§ **Set exercise A**:
Write out the stretch of the text on brewing coffee from "For about a" through "cream. No sugar.".
§ **Set exercise B**:
Continue the text on brewing coffee from the point where it stops.

The pour over method makes for a very good cup of coffee. Play around with the coarseness of the grounds some.

For about a year, I've been using the stove top octagon hourglass shaped expresso maker thingamabob. Grind beans daily and fine grind them. I also like the french press, but cleaning it is tedious without a garbage disposal. If you like iced coffee, try cold brewing (despite it being a fad now). I make a concentrate of coffee to use. It will last weeks to a month depending on how much coffee you drink. Turkish coffee brewed in the proper method is great for occasions calling for it. Arabic coffee flavored with cardamon and whatever else is awesome.

Oh, and flavored beans are an abomination.

Black. No cream. No sugar.

If I pack it too tight with grounds it will leak on me - another problem that many people have, as I've researched.

I'm not a huge fan of iced coffee, really.

§ **Entries**:
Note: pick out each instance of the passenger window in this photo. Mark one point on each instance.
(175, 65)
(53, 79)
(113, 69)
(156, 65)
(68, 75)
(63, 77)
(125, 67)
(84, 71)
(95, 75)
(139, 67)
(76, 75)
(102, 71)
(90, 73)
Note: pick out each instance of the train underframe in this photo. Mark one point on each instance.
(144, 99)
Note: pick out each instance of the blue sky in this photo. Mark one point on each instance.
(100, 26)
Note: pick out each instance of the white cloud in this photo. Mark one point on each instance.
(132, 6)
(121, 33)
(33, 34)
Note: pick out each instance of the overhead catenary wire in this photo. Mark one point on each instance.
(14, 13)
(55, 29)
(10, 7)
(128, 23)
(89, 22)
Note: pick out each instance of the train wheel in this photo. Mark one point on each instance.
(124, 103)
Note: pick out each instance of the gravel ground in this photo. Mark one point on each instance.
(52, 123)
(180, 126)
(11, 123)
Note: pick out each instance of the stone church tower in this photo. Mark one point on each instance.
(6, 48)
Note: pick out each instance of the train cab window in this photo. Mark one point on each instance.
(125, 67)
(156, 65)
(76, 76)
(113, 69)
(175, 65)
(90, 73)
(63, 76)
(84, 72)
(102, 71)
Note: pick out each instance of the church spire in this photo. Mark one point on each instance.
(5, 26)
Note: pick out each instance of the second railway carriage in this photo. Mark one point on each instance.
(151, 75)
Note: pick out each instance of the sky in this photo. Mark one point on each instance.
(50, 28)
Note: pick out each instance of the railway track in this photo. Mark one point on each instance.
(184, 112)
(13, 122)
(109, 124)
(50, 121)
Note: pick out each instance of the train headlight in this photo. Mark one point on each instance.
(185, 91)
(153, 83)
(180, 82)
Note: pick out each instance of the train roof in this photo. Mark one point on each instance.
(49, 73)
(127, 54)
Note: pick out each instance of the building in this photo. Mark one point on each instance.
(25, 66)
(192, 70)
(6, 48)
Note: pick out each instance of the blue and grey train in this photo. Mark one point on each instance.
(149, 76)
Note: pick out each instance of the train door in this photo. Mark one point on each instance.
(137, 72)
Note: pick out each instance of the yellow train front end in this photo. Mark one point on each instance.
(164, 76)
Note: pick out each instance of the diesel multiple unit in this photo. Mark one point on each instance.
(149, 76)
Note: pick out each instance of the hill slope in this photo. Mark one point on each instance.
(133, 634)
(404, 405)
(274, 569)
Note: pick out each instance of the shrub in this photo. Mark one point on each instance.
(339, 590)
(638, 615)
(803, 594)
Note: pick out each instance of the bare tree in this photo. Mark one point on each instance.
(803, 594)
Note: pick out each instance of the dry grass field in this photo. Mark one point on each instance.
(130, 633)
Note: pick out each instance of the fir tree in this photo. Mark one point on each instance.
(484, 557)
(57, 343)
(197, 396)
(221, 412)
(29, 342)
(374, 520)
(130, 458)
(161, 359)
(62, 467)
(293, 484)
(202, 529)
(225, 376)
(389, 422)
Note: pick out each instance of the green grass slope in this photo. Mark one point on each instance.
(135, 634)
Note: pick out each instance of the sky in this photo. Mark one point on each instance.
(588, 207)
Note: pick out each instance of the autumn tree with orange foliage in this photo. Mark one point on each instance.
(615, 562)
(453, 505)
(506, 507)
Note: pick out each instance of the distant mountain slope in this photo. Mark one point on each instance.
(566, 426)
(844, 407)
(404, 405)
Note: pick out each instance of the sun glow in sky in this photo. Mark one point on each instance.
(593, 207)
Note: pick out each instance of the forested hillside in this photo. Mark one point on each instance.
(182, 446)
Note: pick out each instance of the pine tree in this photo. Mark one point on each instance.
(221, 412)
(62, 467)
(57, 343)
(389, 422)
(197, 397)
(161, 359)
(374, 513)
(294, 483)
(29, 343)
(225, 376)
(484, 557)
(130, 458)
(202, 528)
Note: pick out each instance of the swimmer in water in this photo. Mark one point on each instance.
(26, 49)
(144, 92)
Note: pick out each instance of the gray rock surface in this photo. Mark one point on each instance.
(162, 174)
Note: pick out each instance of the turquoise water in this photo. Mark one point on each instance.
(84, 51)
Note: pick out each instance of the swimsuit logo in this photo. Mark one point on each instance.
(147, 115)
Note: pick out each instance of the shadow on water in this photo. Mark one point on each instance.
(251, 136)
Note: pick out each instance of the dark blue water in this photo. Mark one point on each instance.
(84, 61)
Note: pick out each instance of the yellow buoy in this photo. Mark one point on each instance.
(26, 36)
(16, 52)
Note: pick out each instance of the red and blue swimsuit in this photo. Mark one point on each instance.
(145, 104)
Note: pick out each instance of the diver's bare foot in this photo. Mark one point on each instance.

§ **Output A**:
For about a year, I've been using the stove top octagon hourglass shaped expresso maker thingamabob. Grind beans daily and fine grind them. I also like the french press, but cleaning it is tedious without a garbage disposal. If you like iced coffee, try cold brewing (despite it being a fad now). I make a concentrate of coffee to use. It will last weeks to a month depending on how much coffee you drink. Turkish coffee brewed in the proper method is great for occasions calling for it. Arabic coffee flavored with cardamon and whatever else is awesome.

Oh, and flavored beans are an abomination.

Black. No cream. No sugar.

§ **Output B**:
As for flavored beans, I can respect your opinion. I don't like to get too crazy with flavors. But, I think my affinity with flavored coffee has been because of a lack of a quality brewing method. I hear pour over will really bring out the clarity of the coffee.
 
My wife and I have recently bought an espresso machine and coffee grinder. We have cappuccinos and lattes regularly; almost every day. The difference between freshly ground coffee you make yourself, and the shit that comes out of a Keurig is astounding..

It takes no time at all to make a fantastic tasting cup of cappuccino, from whole beans to finished product, and ultimately that will taste infinitely better than anything you'd get outside of a proper cafe.

There are several added dimensions (both taste and smell) to fresh whole bean coffee that just aren't present in ground coffee blends. Explaining it to someone who hasn't tried it is like trying to describe color to the blind.

We've got an entire corner of our kitchen devoted to coffee, espresso, cappuccino , and tea (the wife being Asian drinks a shit load of tea).

p.s.
I prefer my coffee with cream, no sugar. I agree flavored beans are ridiculous, just flavor the brew not the beans - wtf were they thinking? And lastly, anything you put in your coffee should be real - i.e., real milk, real cream, fresh cinnamon, etc. Why fuck around with garbage - it doesn't save time.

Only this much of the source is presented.